[Problem description]: Could you give back only the part that opens with the line containing "Q. Point out the tower" and closes with the line containing "pixel 147 129", replacing "Point out" with "Mark" and leaving everything else unchanged?
-- START Data supplied --
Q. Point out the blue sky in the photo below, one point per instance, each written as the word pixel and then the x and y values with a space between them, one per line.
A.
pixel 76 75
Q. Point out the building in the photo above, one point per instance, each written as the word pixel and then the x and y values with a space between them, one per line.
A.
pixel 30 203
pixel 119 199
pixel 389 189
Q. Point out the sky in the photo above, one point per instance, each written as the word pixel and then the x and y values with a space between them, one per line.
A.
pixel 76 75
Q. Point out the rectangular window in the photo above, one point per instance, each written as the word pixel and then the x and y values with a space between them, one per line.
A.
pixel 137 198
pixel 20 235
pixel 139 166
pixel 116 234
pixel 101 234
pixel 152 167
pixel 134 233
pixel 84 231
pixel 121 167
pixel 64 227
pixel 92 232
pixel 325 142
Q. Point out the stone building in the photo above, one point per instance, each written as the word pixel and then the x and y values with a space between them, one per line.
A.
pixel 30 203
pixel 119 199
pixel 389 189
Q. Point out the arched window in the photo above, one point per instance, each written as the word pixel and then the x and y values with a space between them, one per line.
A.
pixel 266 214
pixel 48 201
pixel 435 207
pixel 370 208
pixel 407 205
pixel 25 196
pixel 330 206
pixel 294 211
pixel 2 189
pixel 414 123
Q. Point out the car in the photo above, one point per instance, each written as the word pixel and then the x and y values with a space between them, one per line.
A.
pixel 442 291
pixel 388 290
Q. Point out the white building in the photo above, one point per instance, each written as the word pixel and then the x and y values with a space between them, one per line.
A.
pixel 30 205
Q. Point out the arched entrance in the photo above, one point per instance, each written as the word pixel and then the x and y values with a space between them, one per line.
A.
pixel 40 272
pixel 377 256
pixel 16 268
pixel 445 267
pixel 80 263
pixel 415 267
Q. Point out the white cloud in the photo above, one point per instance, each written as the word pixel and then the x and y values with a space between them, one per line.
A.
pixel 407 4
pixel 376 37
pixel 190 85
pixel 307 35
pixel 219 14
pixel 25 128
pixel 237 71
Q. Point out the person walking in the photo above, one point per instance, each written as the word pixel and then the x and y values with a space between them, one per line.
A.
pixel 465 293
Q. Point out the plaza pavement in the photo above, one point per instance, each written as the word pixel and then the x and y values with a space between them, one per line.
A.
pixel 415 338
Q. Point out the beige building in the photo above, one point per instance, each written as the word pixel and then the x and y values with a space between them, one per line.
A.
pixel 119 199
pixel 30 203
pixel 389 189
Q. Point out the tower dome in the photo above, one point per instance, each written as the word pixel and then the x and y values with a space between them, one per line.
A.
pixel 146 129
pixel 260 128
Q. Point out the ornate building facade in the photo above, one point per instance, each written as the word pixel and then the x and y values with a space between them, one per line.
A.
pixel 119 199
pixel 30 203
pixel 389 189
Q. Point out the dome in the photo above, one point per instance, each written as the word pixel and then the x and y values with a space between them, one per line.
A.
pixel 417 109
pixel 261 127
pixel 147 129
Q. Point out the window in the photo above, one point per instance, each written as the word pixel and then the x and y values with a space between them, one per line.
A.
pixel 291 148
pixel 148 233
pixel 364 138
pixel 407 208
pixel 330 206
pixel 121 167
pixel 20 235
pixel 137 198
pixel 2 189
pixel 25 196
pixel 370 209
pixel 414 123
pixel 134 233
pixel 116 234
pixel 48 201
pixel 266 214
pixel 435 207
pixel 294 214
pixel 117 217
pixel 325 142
-- END Data supplied --
[Complete answer]:
Q. Mark the tower dome in the photo above, one point per instance, each written as the word pixel and then the x and y values with a space between them, one per line.
A.
pixel 146 129
pixel 260 128
Q. Mark the ornate building facade in the photo above, one point per instance, each written as the word pixel and then the x and y values with a space between them, one per line.
A.
pixel 119 199
pixel 30 203
pixel 389 189
Q. Mark the dome in the photo above, one point per instance, each written as the word pixel and then the x and y values with a space between them, one per line.
A.
pixel 417 109
pixel 261 127
pixel 147 129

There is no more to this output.